• Set of tasks
A - From the piece on the Marketplace Fairness Act, quote the passage that begins at the words "In turn, the" and ends after "piece of it.".
B - Condense the paragraph of the piece on the Marketplace Fairness Act that opens with "In turn, the sales tax idea" into a shorter version that keeps its main facts.

• Source passage
Another Boot on Your Neck

Kevin E. Dayhoff

On Monday the U.S. Senate voted 69-27 for the Marketplace Fairness Act, which allows states to collect sales taxes on certain online purchases.


It was only a short time ago when Marylanders learned that the government will soon tax the amount of rain that falls on your property.


Whether it falls from the sky; no matter if it moves or flies; be it the air we breathe, or it arrives by sea, the government will tax it.


In recent years Maryland has increased the sales tax, income tax, the tax on gasoline, alcohol and tobacco…It was just a few years ago that Maryland decided to tax your visits to the bathroom with the ‘Flush Tax’ – the Chesapeake Bay Restoration Fund.


Ever since the beginning of our current economic downtown in 2007, government has exhibited what can only be described as a pathologically-psychotic obsession to increase taxes.


In turn, the sales tax idea has been debated for several decades. The universal-marketplace tax act passed Monday, Senate bill 743, in essence overturns a 1992 Supreme Court ruling that determined that sales made by out-of-state sellers are not to be subjected to sales tax if the business does not have a sufficient brick and mortar physical presence in a given state.


In part, the ruling was a reflection of the reality that it was simply far too difficult for businesses “to abide by so many different tax jurisdictions and rules,” according to multiple news stories, including that of Hadley Malcolm, of USA Today.


Back in 1992, the pre-occupation of the government was, more or less, with mail-order catalog sales. Today, USA Today reports, “online shopping has grown into a $226 billion-a-year business.” And the government wants a piece of it.


Most people readily and easily agree with “proponents of the Marketplace Fairness Act (that) say requiring online businesses to comply with the same rules as bricks-and-mortar businesses is long overdue.”

• Records provided
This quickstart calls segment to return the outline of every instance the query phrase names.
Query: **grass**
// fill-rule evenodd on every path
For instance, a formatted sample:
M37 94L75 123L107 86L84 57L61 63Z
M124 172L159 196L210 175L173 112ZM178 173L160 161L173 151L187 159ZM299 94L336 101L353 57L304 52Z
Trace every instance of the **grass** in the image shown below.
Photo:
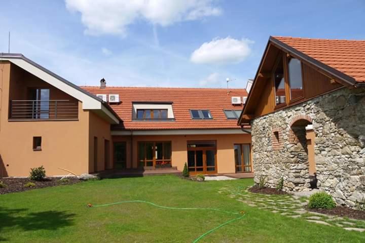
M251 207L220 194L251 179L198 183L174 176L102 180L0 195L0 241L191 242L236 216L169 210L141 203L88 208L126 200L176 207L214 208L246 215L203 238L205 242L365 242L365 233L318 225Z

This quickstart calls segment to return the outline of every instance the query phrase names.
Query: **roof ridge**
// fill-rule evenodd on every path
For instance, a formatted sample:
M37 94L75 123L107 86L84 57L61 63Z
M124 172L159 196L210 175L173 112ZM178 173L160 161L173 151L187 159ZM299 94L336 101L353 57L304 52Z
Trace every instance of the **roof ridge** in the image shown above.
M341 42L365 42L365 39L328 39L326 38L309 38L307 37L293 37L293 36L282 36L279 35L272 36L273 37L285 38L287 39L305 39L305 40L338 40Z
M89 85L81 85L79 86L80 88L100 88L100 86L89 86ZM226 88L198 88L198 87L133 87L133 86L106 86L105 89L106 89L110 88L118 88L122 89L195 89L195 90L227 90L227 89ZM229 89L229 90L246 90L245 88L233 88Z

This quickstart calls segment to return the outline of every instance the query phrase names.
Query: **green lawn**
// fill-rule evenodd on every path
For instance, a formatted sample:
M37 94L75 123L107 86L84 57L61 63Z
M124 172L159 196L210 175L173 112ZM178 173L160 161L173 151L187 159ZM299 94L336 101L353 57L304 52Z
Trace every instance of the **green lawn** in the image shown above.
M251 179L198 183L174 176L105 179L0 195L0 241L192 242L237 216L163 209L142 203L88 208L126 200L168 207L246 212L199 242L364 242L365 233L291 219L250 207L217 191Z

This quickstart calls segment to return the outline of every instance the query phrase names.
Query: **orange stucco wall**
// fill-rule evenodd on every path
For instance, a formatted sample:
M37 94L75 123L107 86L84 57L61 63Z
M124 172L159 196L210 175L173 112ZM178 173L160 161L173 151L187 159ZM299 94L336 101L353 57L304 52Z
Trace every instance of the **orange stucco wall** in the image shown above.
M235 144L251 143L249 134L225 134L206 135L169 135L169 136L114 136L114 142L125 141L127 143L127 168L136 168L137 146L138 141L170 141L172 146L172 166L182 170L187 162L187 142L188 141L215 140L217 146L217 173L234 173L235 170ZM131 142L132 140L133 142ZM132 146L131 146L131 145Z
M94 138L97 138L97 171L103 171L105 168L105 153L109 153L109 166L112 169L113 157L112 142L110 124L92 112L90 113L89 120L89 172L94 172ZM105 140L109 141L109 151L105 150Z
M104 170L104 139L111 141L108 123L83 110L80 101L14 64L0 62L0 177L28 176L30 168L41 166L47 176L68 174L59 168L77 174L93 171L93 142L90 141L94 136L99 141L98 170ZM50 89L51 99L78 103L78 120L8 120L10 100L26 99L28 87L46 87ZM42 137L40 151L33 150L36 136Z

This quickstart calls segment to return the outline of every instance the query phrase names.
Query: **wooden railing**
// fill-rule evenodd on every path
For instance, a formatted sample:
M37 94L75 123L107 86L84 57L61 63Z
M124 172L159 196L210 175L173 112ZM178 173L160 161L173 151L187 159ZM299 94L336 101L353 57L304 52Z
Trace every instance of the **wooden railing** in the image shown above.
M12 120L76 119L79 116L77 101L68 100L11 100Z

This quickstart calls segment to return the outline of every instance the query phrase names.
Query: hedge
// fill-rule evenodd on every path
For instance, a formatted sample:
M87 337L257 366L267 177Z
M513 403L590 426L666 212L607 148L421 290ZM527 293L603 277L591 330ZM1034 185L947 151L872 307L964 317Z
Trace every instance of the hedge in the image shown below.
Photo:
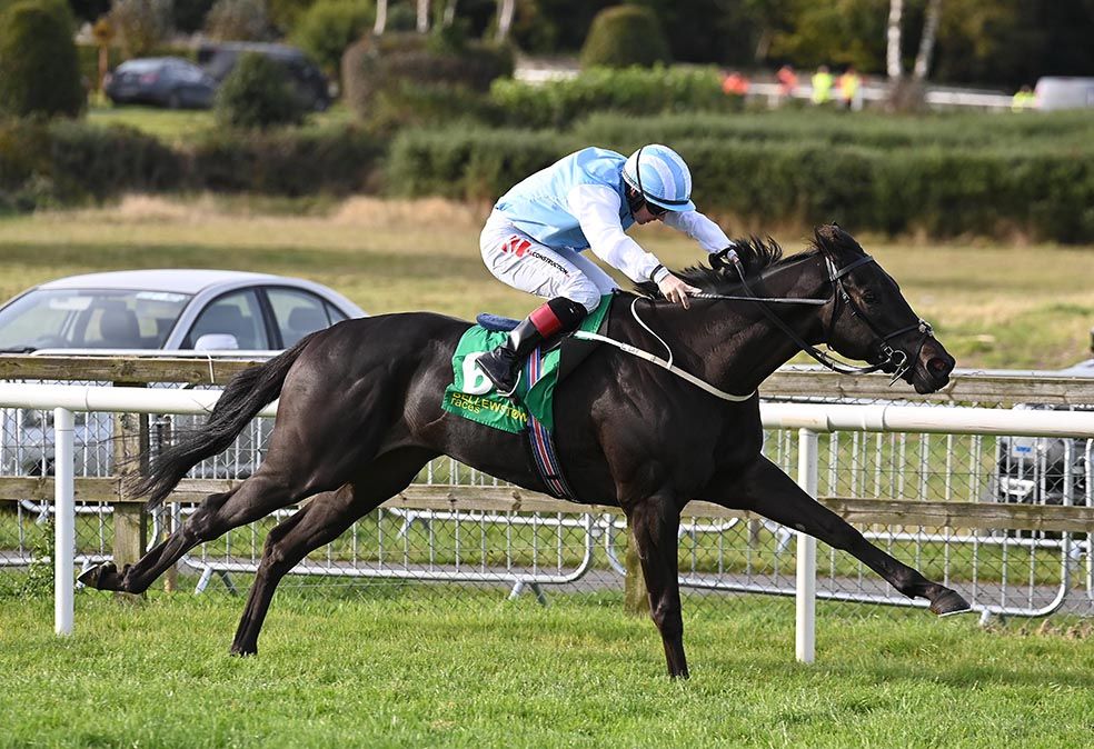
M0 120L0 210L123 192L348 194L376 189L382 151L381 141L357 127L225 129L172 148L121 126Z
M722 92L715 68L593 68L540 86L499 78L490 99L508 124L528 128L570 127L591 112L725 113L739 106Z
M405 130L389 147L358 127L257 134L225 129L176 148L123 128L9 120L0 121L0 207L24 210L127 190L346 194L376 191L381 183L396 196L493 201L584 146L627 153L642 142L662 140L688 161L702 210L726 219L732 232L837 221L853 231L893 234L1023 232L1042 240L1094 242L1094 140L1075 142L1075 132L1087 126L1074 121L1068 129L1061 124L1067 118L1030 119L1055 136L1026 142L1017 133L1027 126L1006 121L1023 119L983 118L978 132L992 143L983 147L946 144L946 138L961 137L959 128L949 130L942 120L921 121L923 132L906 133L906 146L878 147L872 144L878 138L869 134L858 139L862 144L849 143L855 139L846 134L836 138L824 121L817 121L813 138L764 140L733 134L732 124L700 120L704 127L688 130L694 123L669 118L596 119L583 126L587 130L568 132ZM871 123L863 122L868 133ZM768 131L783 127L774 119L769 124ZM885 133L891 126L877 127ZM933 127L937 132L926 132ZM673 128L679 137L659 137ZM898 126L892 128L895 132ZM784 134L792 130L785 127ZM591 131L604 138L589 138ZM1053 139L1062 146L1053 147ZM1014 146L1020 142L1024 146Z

• Task solutions
A -
In turn, the sales tax idea has been debated for several decades. The universal-marketplace tax act passed Monday, Senate bill 743, in essence overturns a 1992 Supreme Court ruling that determined that sales made by out-of-state sellers are not to be subjected to sales tax if the business does not have a sufficient brick and mortar physical presence in a given state.


In part, the ruling was a reflection of the reality that it was simply far too difficult for businesses “to abide by so many different tax jurisdictions and rules,” according to multiple news stories, including that of Hadley Malcolm, of USA Today.


Back in 1992, the pre-occupation of the government was, more or less, with mail-order catalog sales. Today, USA Today reports, “online shopping has grown into a $226 billion-a-year business.” And the government wants a piece of it.

B - The sales tax idea has been debated for decades. Senate bill 743, the tax act passed Monday, essentially overturns a 1992 Supreme Court ruling. That ruling exempted out-of-state sellers from sales tax when they lacked a sufficient brick-and-mortar presence in a state.